__Work to complete__
Each line from the one containing "point(556, 213)" through the end of the data is to be written out exactly, and nothing more.

Stored data entries
=== Begin Enclosure ===

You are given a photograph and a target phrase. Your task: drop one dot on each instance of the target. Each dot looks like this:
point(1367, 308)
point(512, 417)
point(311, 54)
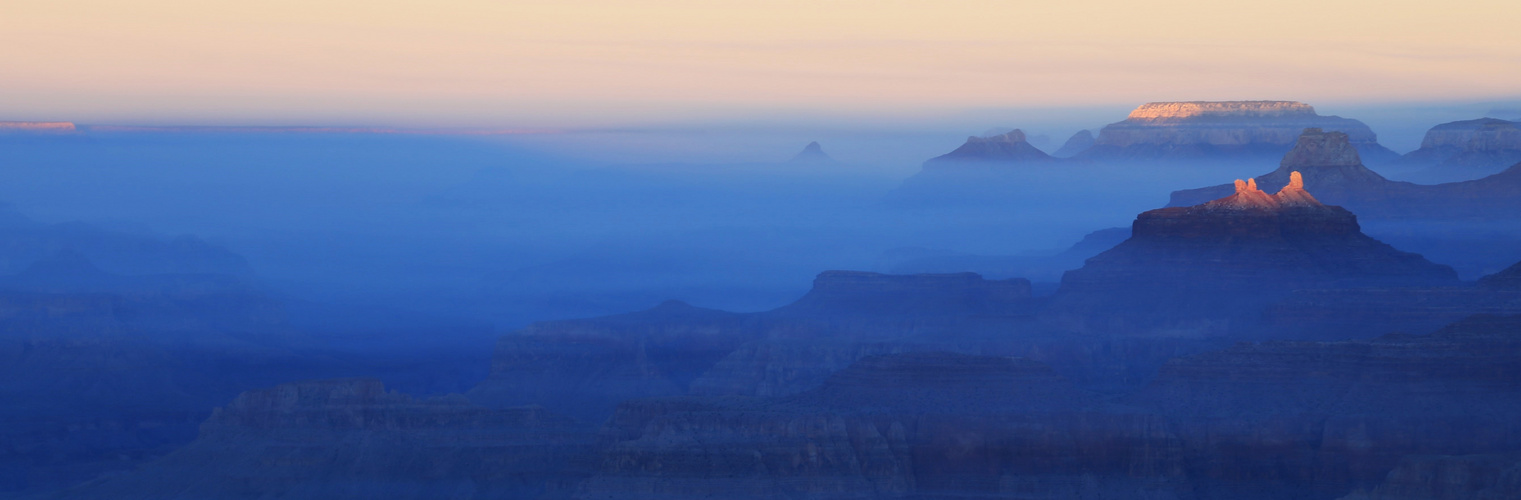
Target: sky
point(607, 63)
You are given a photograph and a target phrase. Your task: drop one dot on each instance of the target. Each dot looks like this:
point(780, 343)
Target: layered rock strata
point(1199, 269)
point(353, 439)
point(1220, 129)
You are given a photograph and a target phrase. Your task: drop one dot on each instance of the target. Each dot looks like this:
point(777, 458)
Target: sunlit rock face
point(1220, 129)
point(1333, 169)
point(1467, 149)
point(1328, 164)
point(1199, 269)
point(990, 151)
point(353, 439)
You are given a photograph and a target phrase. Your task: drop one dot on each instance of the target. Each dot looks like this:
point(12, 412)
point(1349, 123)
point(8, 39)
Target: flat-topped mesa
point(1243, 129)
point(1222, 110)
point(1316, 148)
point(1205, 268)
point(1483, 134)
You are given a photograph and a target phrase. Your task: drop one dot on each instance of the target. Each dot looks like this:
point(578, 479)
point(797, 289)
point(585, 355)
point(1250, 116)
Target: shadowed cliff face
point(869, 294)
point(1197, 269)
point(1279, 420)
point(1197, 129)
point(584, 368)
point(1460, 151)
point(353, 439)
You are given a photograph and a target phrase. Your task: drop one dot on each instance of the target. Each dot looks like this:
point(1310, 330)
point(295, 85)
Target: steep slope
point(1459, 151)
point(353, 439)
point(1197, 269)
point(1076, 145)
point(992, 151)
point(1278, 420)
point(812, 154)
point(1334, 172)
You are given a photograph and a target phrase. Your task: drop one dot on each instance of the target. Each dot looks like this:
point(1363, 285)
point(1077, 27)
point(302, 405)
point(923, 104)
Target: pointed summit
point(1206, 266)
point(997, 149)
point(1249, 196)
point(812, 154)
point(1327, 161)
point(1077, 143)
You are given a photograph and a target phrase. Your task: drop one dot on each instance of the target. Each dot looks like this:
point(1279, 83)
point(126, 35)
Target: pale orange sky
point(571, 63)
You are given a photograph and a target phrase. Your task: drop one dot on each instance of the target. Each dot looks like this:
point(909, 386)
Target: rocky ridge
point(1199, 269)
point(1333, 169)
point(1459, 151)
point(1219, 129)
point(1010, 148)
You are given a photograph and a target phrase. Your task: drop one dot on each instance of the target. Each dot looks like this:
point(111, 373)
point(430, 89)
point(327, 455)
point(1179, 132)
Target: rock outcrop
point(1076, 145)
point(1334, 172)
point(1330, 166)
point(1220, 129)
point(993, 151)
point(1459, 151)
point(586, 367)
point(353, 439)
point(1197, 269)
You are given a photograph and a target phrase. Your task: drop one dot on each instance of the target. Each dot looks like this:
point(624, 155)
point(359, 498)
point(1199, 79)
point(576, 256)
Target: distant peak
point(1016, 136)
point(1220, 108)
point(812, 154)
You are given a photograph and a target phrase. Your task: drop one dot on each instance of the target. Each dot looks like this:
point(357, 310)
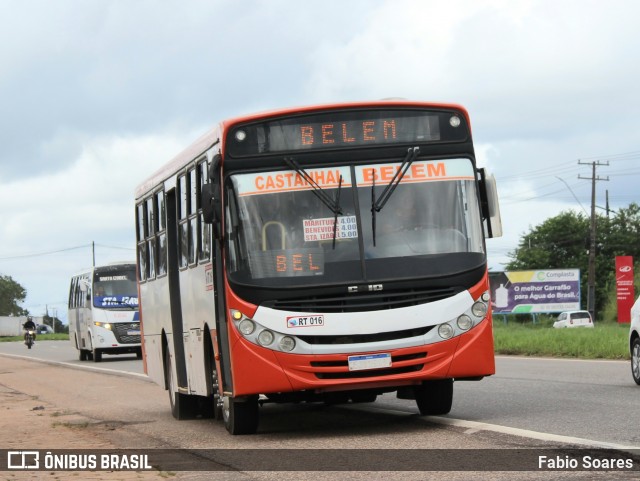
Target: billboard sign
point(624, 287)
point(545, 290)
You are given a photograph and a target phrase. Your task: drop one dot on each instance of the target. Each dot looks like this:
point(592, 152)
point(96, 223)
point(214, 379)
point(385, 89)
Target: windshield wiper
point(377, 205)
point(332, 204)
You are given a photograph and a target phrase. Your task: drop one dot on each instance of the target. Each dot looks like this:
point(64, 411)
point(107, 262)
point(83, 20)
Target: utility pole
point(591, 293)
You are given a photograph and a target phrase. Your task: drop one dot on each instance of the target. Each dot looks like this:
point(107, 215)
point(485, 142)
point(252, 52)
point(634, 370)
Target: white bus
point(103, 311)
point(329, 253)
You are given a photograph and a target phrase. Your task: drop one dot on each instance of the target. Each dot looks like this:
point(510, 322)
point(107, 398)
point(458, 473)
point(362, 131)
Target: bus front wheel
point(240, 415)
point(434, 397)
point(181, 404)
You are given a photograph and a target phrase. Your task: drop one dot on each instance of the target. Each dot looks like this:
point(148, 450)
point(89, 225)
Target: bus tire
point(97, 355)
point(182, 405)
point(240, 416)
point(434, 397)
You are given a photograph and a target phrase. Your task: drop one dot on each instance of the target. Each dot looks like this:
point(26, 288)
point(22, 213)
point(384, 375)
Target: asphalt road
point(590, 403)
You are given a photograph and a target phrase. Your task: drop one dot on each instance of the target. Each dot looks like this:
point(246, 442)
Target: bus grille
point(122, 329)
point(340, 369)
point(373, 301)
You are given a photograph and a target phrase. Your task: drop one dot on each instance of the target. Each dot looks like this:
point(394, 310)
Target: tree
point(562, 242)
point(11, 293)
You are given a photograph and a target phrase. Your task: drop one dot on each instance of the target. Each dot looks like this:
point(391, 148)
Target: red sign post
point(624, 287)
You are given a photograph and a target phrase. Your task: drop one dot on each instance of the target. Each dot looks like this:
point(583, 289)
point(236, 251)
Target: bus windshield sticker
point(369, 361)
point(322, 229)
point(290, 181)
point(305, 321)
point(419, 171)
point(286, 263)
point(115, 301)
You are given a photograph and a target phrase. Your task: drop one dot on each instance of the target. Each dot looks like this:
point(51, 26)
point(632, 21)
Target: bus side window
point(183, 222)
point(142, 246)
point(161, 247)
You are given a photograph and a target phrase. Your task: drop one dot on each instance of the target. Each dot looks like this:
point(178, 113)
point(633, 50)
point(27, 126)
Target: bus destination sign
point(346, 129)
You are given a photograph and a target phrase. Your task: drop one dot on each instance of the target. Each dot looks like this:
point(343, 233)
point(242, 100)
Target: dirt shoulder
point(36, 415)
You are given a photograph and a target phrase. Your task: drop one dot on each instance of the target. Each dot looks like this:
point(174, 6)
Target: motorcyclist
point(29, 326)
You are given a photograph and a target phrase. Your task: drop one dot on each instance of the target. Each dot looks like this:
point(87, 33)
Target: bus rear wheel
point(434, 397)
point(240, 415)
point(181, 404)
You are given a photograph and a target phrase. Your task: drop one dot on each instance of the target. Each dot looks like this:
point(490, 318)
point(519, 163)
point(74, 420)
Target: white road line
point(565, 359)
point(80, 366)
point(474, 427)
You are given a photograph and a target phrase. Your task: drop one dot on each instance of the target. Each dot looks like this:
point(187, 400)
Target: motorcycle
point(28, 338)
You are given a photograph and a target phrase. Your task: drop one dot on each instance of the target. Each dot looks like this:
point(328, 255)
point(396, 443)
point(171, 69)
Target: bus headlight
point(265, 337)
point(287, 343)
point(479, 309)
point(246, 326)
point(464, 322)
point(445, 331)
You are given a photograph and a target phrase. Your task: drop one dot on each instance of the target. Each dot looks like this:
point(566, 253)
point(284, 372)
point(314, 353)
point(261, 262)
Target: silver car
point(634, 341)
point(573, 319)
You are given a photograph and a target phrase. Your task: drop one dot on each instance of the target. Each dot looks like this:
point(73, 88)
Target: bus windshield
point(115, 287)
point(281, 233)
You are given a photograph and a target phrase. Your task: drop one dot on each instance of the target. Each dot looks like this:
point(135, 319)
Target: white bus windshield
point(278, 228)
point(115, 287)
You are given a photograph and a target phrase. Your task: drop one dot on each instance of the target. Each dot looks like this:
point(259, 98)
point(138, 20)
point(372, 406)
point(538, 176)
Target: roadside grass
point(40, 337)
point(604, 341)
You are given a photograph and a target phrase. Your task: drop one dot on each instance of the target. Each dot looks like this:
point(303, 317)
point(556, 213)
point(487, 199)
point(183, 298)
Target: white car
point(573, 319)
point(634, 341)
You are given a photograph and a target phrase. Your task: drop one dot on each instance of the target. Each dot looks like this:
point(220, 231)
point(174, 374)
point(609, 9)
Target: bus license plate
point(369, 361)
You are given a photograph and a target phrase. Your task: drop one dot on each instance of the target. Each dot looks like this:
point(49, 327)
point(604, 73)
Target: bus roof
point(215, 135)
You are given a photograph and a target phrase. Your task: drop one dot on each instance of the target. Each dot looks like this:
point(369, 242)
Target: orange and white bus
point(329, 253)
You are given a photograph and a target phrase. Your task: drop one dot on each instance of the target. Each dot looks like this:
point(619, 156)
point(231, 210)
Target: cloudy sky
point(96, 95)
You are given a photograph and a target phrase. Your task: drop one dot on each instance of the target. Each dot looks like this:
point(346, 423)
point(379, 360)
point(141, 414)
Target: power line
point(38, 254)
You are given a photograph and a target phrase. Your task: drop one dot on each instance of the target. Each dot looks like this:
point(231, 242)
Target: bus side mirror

=== End Enclosure ===

__Response for this exercise__
point(556, 213)
point(487, 199)
point(183, 298)
Target: white car
point(573, 319)
point(634, 341)
You are given a photograph and a target phrase. Your task: drop one dot on each instance of the target. Each dot looks like this:
point(220, 231)
point(174, 374)
point(609, 9)
Target: bus license plate
point(369, 361)
You are given a photograph and a target phrase. Your task: drop one dot on each instance of the target. Each dot looks like this:
point(49, 327)
point(604, 73)
Target: bus roof
point(215, 135)
You are given a photograph and a target phrase. Your task: drop one dot on each instance of the target. Each dot looks like this:
point(369, 242)
Target: orange and white bus
point(329, 253)
You are given a photograph and a target phrase. Your task: drop one dot on each instance of the target. Each dot looks like this:
point(619, 156)
point(231, 210)
Target: cloudy sky
point(96, 95)
You are given a photograph and a target phrase. Your task: drop one dot on each instance of the target. Each dot looks like this:
point(346, 423)
point(379, 360)
point(141, 414)
Target: power line
point(38, 254)
You are given a photograph and a target phrase. Your task: drop one dot on each instance of the target. Each dot looks like this:
point(231, 242)
Target: bus side mirror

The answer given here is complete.